== SUPPLIED MATERIAL ==
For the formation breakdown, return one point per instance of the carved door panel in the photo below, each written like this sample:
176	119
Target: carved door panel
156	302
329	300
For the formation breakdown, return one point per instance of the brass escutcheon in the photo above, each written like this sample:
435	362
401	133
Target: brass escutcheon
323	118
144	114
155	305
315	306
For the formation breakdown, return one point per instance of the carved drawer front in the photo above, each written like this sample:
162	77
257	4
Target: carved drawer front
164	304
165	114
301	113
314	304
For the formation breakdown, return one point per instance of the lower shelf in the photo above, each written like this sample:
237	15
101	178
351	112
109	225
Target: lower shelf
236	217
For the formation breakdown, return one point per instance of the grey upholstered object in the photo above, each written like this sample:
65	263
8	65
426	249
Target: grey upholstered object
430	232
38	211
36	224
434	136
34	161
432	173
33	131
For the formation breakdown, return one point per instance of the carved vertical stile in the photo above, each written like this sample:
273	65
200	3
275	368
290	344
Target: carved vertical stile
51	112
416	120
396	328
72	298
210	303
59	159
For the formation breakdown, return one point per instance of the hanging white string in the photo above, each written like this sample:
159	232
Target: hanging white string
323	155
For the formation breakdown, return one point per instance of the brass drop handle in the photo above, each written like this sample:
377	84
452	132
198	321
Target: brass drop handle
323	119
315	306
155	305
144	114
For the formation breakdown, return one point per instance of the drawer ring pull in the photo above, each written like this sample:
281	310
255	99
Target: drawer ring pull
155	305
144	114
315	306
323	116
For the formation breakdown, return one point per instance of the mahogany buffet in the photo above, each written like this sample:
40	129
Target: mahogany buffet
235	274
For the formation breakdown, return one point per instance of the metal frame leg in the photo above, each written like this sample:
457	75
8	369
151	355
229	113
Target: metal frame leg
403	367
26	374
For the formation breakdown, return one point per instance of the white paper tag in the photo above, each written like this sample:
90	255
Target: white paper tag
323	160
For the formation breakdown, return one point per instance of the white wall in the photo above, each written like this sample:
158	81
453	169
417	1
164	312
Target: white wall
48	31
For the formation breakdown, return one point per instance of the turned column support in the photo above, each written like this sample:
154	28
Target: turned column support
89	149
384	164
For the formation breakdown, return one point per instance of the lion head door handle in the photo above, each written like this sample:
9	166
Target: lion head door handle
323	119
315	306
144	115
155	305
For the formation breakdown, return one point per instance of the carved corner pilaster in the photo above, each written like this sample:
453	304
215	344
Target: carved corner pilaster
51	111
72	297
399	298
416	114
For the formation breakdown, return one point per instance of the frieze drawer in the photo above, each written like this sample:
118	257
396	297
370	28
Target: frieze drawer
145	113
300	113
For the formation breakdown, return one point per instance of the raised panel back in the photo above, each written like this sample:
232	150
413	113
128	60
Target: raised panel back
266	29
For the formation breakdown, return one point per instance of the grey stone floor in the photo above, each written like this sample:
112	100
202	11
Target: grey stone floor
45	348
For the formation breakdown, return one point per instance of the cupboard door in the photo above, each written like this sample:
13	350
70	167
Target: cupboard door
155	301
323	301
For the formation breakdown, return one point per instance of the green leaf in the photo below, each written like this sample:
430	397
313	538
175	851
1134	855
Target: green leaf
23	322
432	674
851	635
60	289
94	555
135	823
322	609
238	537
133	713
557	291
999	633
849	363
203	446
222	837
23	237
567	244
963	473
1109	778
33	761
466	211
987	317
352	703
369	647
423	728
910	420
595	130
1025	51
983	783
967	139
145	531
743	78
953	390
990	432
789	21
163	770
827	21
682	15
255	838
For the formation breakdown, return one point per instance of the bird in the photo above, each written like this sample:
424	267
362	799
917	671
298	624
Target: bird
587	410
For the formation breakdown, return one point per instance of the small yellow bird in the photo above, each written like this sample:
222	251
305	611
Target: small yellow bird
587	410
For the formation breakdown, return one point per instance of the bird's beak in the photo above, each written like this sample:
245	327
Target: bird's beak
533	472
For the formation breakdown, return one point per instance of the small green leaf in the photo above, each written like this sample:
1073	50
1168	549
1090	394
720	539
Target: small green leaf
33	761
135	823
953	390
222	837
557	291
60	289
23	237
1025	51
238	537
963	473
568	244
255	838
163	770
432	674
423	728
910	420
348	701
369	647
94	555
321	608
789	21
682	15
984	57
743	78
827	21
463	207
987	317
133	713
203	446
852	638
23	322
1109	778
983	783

== INSTRUCTIONS FOR THE TASK ==
Reproduce all of the items above verbatim, from the first line through the last, without altering anything.

== EXERCISE SOLUTION ==
For the formation breakdown, return one point per instance of the carved door panel in the photo below, each written like this sample:
176	119
Target: carved door panel
156	302
329	300
For the formation breakdown, return one point per instance of the brass escutcheon in the photo above, each written like this sample:
435	362
401	133
Target: brass escutcheon
323	118
144	114
155	305
315	306
For the formation breakdown, return one point per instance of the carved drawer front in the photo above, each written like this sample:
162	77
257	4
Target: carved drawer front
164	304
165	114
301	113
314	304
For the formation breakdown, return one point per instance of the lower shelf in the photo above, each written like this sample:
237	15
101	178
351	112
109	225
Target: lower shelf
236	217
For the formation breakdown, return one point per instance of the grey upholstered object in the photo above, each written like this sample:
65	263
8	65
426	249
Target: grey upholstered object
430	232
38	211
36	224
434	136
34	161
432	173
33	131
For the formation breakdown, return one point per instance of the carved vertical stile in the photo above, each written like this sample:
273	65
200	3
275	368
290	344
Target: carved vertical stile
51	112
416	120
396	328
72	298
210	303
59	159
For the formation breakdown, return one point per instance of the hanging white string in the photo above, each written like this sample:
159	232
Target: hanging white string
323	155
For the formation breakdown, return one point per instance of the brass drop handle in the photo above, each written like this sample:
377	84
452	132
198	321
Target: brass drop handle
323	119
315	306
155	305
144	114
For the formation breakdown, return one point per instance of the drawer ring pull in the photo above, each written like this sample:
281	310
255	99
Target: drawer ring pull
155	305
144	114
315	306
323	116
For the formation breakdown, return one point per instance of the mahogany buffet in the photo above, each written like this sample:
40	129
Target: mahogany buffet
235	274
For the formation breakdown, return one point per instance of the metal frame leg in the photo above, each written like this sample:
457	75
8	369
151	355
229	113
Target: metal frame leg
403	367
26	374
For the formation breakdown, return one point per instance of the white paper tag in the photo above, each written like this sample:
90	255
Target: white paper tag
323	160
For the formation breakdown, return one point per instance of the white wall in the photo above, each written like this sample:
158	81
453	169
417	1
164	312
Target: white wall
48	31
For the formation breakdown, return one point per instance of the turned column support in the photo above, each written like this sample:
154	28
Target: turned column support
89	149
384	164
For the formation breakdown, return one point per instance of the lion head door handle in the photo above, each written like this sample:
9	166
Target: lion head door handle
323	119
315	306
144	115
155	305
For the formation breakdown, return one point per instance of the carved corner pilaster in the photo above, each written like this sample:
453	304
215	344
Target: carved corner pilaster
51	111
72	297
399	298
416	114
For the formation breakdown, return one point per instance of the frieze drawer in the photo above, each written like this sample:
118	257
396	297
370	28
Target: frieze drawer
145	113
300	113
For the formation breakdown, return one point per instance of the raised panel back in the photo above, each written like this sample:
232	150
413	113
128	60
Target: raised panel back
266	29
For the formation breakdown, return one point per instance of the grey stone floor in the photo above, each written like this sample:
112	100
202	11
Target: grey stone floor
45	348
For the formation breakdown, return one point per instance of the cupboard door in the photo above, each written like this sample:
13	350
70	167
Target: cupboard door
155	301
323	301
For the formation breakdown, return one point per instance of the green leaf in the photo below, each written like this sample:
430	397
313	538
175	851
1134	855
Target: green leaf
23	322
432	674
851	635
60	289
94	555
135	823
322	609
238	537
133	713
557	291
999	633
849	363
203	446
222	837
23	237
567	244
963	473
1109	778
33	761
466	211
987	317
352	703
369	647
423	728
910	420
595	130
1025	51
983	783
967	139
145	531
743	78
953	390
990	432
789	21
163	770
827	21
682	15
255	838
For the formation breakdown, return one point per instance of the bird in the photo above, each written like this sample:
424	267
362	799
917	671
298	624
Target: bird
587	410
For the formation breakdown, return one point per instance of the small yellow bird in the photo above, each written like this sample:
222	251
305	611
Target: small yellow bird
587	410
For the formation breakdown, return one point per instance of the bird's beak in the photo above, each written like this sample:
245	327
Target: bird's beak
533	472
For the formation breakdown, return one point per instance of the small green leaf in the photo above, each written like this sample:
1073	50
1168	549
1090	394
720	539
Target: small green leaf
33	761
135	823
953	390
222	837
557	291
60	289
23	237
1025	51
238	537
963	473
568	244
255	838
163	770
432	674
423	728
910	420
348	701
369	647
94	555
321	608
789	21
682	15
984	57
743	78
827	21
463	207
987	317
133	713
203	446
852	638
23	322
1109	778
983	783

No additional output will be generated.